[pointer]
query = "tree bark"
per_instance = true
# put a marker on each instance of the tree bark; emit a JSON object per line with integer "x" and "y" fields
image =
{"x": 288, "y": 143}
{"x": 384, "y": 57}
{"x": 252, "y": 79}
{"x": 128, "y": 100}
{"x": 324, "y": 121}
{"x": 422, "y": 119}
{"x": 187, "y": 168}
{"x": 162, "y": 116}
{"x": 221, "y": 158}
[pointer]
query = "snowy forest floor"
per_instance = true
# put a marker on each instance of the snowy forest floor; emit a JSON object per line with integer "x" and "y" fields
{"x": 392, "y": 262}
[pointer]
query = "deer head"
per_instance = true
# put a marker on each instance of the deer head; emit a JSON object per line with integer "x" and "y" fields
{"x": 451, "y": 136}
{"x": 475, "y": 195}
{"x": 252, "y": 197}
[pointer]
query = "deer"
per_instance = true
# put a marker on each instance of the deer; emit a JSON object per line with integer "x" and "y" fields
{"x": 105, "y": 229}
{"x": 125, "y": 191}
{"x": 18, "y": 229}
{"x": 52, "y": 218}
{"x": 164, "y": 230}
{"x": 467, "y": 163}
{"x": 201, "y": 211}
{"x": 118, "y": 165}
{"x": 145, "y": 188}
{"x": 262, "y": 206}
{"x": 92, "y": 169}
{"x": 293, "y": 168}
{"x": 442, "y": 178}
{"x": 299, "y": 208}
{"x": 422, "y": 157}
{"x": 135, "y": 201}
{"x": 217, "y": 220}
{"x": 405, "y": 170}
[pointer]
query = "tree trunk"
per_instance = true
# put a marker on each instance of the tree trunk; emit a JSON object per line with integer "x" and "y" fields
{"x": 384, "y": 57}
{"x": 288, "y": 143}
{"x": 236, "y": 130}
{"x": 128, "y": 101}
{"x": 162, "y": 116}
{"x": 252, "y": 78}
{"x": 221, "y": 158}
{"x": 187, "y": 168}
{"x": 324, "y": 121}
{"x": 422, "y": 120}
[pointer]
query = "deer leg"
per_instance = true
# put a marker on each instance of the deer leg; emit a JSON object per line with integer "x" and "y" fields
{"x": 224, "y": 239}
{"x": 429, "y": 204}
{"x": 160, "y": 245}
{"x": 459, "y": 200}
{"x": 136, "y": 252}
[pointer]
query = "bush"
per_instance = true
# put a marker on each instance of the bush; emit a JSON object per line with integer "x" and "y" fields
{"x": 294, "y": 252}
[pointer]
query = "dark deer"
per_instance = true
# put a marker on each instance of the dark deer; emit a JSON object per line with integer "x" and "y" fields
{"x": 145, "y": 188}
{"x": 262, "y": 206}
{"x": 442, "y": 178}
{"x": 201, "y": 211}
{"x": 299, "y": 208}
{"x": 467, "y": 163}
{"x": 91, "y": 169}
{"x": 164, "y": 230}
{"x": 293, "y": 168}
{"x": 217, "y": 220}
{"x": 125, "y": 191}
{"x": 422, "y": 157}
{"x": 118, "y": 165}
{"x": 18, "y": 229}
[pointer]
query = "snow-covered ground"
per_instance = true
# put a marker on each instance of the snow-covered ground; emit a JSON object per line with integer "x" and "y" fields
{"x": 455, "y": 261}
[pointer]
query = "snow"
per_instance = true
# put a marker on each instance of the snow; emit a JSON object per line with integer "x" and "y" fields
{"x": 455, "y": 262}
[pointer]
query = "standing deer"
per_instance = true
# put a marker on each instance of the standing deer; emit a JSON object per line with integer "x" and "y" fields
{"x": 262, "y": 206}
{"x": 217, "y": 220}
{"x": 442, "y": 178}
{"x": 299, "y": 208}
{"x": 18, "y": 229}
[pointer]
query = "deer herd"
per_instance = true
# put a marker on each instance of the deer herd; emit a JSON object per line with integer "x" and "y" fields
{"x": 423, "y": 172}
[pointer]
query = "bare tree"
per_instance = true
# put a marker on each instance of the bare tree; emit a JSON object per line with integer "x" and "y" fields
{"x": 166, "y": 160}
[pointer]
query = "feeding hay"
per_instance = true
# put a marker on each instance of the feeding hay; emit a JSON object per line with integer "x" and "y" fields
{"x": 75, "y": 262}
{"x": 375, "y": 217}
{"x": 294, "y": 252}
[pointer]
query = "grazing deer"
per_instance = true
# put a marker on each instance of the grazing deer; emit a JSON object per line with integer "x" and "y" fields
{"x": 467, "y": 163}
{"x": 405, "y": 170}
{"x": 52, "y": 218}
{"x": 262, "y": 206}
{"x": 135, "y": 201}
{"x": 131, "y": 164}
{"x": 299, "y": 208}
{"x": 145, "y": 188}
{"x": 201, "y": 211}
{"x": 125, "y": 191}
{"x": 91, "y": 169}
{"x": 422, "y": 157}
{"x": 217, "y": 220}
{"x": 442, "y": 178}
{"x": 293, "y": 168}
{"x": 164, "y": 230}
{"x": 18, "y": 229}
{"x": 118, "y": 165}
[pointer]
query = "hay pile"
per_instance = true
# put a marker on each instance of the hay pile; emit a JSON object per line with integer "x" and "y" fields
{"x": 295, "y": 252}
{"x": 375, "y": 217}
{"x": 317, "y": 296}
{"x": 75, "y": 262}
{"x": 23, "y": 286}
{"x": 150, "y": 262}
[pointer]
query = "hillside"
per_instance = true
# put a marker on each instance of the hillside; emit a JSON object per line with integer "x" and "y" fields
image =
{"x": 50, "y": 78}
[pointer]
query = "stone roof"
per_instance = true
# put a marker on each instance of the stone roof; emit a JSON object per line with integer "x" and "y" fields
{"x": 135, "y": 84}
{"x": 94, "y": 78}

* **Work required**
Pick out each line of the material above that contains the string "stone", and copy those lines in order.

* **Exercise solution**
query = "stone roof"
# put a marker on each instance of the stone roof; emit a JSON object per line with integer "x" and "y" fields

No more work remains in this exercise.